From Casetext: Smarter Legal Research

Windward Bora, LLC v. Mohamed

United States District Court, S.D. New York
Dec 22, 2023
No. 21-CV-3736-LTS-JW (S.D.N.Y. Dec. 22, 2023)

Opinion

21-CV-3736-LTS-JW

12-22-2023

Windward Bora, LLC, Plaintiff, v. Karrim Mohamed; National Collegiate Student LoanTrust 2006-3, Defendants.


MEMORANDUM ORDER

LAURA TAYLOR SWAIN Chief United States District Judge

Windward Bora, LLC (“Windward Bora” or “Plaintiff”) brings this foreclosure action against Karrim Mohamed (“Mr. Mohamed” or “Defendant”) and National Collegiate Student Loantrust 2006-3 (“NCSLT”). (Docket entry no. 2 (the “Complaint”).) The Court has diversity jurisdiction of this action pursuant to 28 U.S.C. section 1332.

This case is before the Court on Windward Bora's motion for summary judgment against Mr. Mohamed and for default judgment against NCSLT. (Docket entry no. 64 (the “Motion”).) The Court has carefully considered the parties' submissions in connection with the instant Motion. For the following reasons, Windward Bora's Motion is granted.

Background

The following facts are undisputed unless otherwise indicated.

Facts characterized as undisputed are identified as such in the parties' statements pursuant to S.D.N.Y. Local Civil Rule 56.1 or drawn from evidence as to which there has been no contrary, non-conclusory factual proffer. Citations to the parties' respective Local Civil Rule 56.1 Statements (docket entry nos. 64-28 (“Pl. 56.1 St.”), 67-3 (“Def. 56.1 Resp.”)) incorporate by reference the parties' citations to the underlying evidentiary submissions.
____________
Work to do:
1. Rewrite the stretch of the court order from "MEMORANDUM ORDER" through "U.S.C. section 1332.", putting "collection action" in place of "foreclosure action".
2. Answer these questions from the court order:
(a) Which court issued it?
(b) What docket entry number does the Motion have?
(c) Under which statute does the Court have diversity jurisdiction?
3. List every docket entry number cited in the court order.

Information supplied:
____________
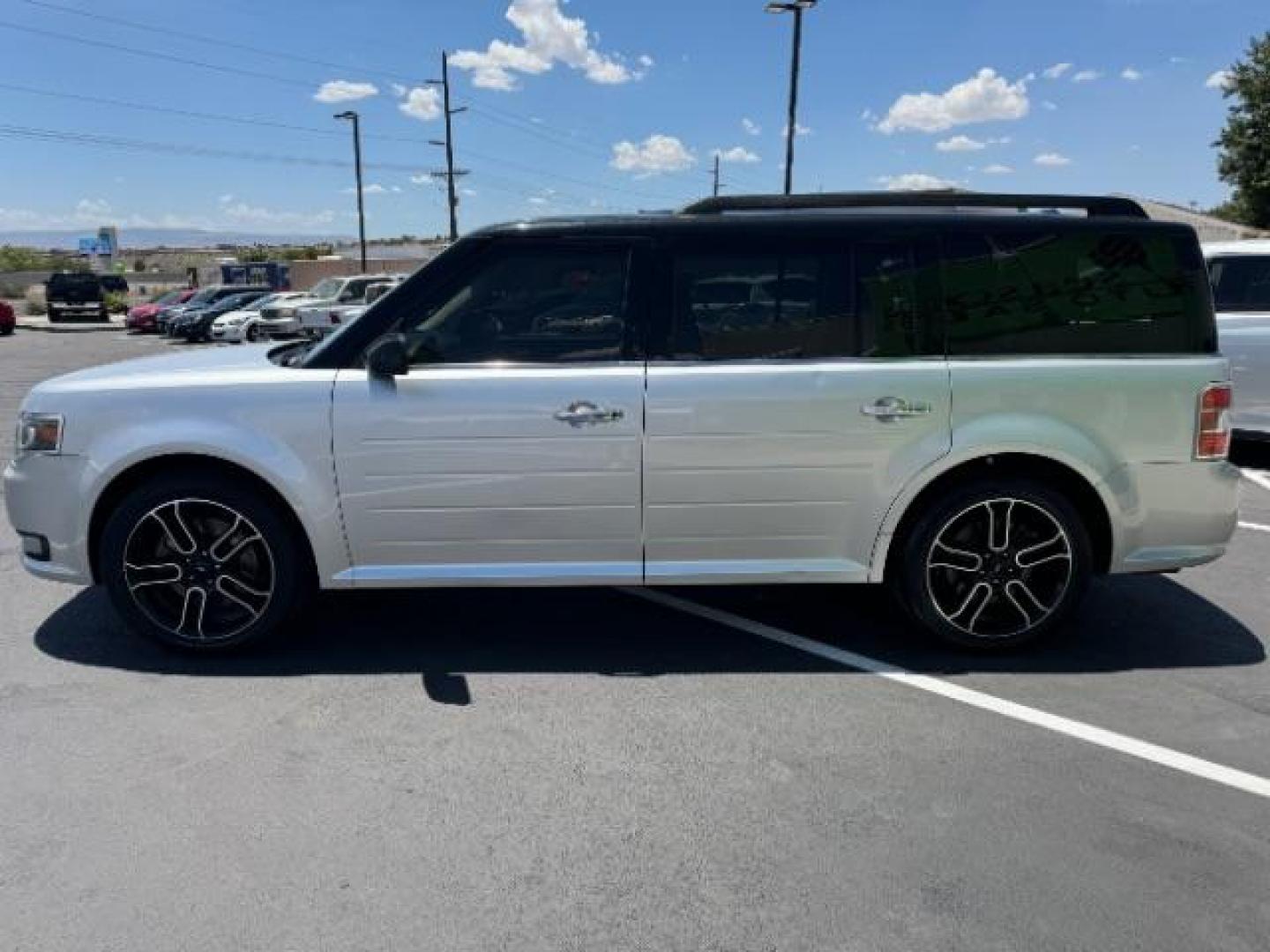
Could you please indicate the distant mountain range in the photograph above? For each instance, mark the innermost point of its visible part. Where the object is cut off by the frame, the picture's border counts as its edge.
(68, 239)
____________
Solutions to the tasks:
1.
MEMORANDUM ORDER

LAURA TAYLOR SWAIN Chief United States District Judge

Windward Bora, LLC (“Windward Bora” or “Plaintiff”) brings this collection action against Karrim Mohamed (“Mr. Mohamed” or “Defendant”) and National Collegiate Student Loantrust 2006-3 (“NCSLT”). (Docket entry no. 2 (the “Complaint”).) The Court has diversity jurisdiction of this action pursuant to 28 U.S.C. section 1332.

2.
(a) The United States District Court, S.D. New York
(b) 64
(c) 28 U.S.C. section 1332

3. 2, 64, 64-28, 67-3